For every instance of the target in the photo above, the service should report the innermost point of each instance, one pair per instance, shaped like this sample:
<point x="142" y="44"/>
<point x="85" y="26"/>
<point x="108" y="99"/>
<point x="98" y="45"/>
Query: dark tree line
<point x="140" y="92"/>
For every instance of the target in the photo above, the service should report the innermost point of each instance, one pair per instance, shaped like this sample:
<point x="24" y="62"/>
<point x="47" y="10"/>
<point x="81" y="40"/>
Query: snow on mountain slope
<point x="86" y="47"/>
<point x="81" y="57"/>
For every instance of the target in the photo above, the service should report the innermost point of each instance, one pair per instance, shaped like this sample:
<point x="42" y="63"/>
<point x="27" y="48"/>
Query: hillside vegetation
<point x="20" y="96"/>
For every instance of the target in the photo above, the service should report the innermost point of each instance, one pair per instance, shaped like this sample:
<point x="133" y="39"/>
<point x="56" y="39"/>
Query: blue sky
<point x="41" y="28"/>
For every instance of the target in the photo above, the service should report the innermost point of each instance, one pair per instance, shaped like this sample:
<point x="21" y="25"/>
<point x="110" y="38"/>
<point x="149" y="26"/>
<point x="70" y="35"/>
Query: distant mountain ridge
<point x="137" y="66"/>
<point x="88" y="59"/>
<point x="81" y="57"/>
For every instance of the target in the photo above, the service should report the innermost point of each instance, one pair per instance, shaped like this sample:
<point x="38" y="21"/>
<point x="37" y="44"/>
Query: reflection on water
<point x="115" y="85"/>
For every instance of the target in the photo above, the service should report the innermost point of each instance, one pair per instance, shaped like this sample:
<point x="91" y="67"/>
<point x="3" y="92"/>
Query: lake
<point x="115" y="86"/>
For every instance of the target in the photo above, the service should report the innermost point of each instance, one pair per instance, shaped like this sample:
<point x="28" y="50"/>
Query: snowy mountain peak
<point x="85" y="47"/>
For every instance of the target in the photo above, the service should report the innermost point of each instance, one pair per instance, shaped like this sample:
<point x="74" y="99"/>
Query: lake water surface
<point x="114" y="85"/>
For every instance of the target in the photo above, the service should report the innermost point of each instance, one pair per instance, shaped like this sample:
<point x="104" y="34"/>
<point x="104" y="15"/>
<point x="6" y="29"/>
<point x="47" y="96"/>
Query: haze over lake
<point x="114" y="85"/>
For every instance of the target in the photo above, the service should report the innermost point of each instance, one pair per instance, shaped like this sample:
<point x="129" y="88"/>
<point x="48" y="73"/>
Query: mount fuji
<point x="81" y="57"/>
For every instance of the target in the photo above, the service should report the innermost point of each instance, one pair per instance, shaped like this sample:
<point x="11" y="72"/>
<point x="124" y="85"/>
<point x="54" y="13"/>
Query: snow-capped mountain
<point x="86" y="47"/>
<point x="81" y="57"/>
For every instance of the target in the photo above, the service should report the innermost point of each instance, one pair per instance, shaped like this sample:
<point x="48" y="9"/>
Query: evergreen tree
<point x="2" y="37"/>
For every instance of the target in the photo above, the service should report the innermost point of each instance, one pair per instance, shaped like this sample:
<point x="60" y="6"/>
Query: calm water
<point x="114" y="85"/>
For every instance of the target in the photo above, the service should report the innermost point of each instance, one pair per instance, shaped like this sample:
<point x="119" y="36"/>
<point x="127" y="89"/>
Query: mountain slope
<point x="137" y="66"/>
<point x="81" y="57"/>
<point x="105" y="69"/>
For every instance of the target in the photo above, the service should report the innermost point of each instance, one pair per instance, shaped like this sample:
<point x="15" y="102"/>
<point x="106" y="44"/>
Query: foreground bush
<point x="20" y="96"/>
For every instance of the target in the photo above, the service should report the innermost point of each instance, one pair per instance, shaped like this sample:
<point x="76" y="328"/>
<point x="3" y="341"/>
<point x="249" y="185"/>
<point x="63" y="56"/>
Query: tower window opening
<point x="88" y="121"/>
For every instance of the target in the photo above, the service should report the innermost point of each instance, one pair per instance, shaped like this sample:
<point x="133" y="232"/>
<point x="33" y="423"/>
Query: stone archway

**********

Task instructions = Type out the entries again, word for word.

Response to this exercise =
For every instance of the target in the photo above, the service should report the innermost point of each instance, one pair per instance, shaped like this sample:
<point x="142" y="44"/>
<point x="85" y="26"/>
<point x="108" y="99"/>
<point x="98" y="45"/>
Query: dark tree line
<point x="140" y="92"/>
For every instance of the target in the photo above, the service should report the innermost point of each instance, one pair per instance, shaped like this sample:
<point x="24" y="62"/>
<point x="47" y="10"/>
<point x="81" y="40"/>
Query: snow on mountain slope
<point x="86" y="47"/>
<point x="81" y="57"/>
For every instance of the target in the photo above, the service should report the innermost point of each instance, one pair per instance, shaped like this sample:
<point x="42" y="63"/>
<point x="27" y="48"/>
Query: hillside vegetation
<point x="20" y="96"/>
For every instance of the target in the photo above, the service should report the innermost point of each instance, one pair per instance, shaped like this sample:
<point x="133" y="39"/>
<point x="56" y="39"/>
Query: blue sky
<point x="41" y="28"/>
For every instance of the target in the photo above, the service should report the innermost point of each instance, one pair per instance, shaped like this sample:
<point x="21" y="25"/>
<point x="110" y="38"/>
<point x="149" y="26"/>
<point x="70" y="35"/>
Query: distant mountain ridge
<point x="137" y="66"/>
<point x="88" y="59"/>
<point x="81" y="57"/>
For every instance of the target in the photo above, the service should report the innermost point of each instance, one pair per instance, shaped like this sample:
<point x="38" y="21"/>
<point x="37" y="44"/>
Query: reflection on water
<point x="115" y="85"/>
For every instance of the target in the photo above, the service should report the innermost point of each instance, one pair per instance, shaped like this sample:
<point x="91" y="67"/>
<point x="3" y="92"/>
Query: lake
<point x="115" y="86"/>
For every instance of the target in the photo above, the service should report the innermost point of each instance, one pair per instance, shaped like this sample:
<point x="28" y="50"/>
Query: snowy mountain peak
<point x="85" y="47"/>
For every instance of the target in the photo above, the service should report the innermost point of each instance, one pair per instance, shaped like this sample:
<point x="74" y="99"/>
Query: lake water surface
<point x="114" y="85"/>
For every instance of the target in the photo above, the service should report the innermost point of each instance, one pair per instance, shaped like this sample:
<point x="104" y="34"/>
<point x="104" y="15"/>
<point x="6" y="29"/>
<point x="47" y="96"/>
Query: haze over lake
<point x="114" y="85"/>
For every instance of the target in the photo above, the service should report the innermost point of each instance, one pair per instance, shaped like this sample:
<point x="129" y="88"/>
<point x="48" y="73"/>
Query: mount fuji
<point x="81" y="57"/>
For every instance of the target in the photo above, the service should report the innermost point of each instance, one pair per instance, shaped like this sample:
<point x="11" y="72"/>
<point x="124" y="85"/>
<point x="54" y="13"/>
Query: snow-capped mountain
<point x="86" y="47"/>
<point x="81" y="57"/>
For every instance of the target in the photo above, the service should report the innermost point of each instance, one pair per instance, shaped like this sample:
<point x="48" y="9"/>
Query: evergreen tree
<point x="2" y="37"/>
For every instance of the target in the photo above, the service should report the innermost point of each instance, one pair per instance, shaped like this sample:
<point x="60" y="6"/>
Query: calm water
<point x="114" y="85"/>
For every instance of the target in the photo above, the service should report the innermost point of each instance, one pair per instance, shaped like this sample:
<point x="119" y="36"/>
<point x="127" y="89"/>
Query: mountain slope
<point x="137" y="66"/>
<point x="81" y="57"/>
<point x="105" y="69"/>
For every instance of the target in the photo above, the service should report the innermost point of each instance, one pair per instance, shaped like this sample:
<point x="15" y="102"/>
<point x="106" y="44"/>
Query: foreground bush
<point x="20" y="96"/>
For every instance of the target in the photo above, the service should report the innermost point of each instance, one pair per instance, shaped like this sample:
<point x="76" y="328"/>
<point x="3" y="341"/>
<point x="249" y="185"/>
<point x="63" y="56"/>
Query: tower window opening
<point x="88" y="121"/>
For every instance of the target in the photo above, the service should report the innermost point of each instance, one pair per instance, shaped like this sample:
<point x="133" y="232"/>
<point x="33" y="423"/>
Query: stone archway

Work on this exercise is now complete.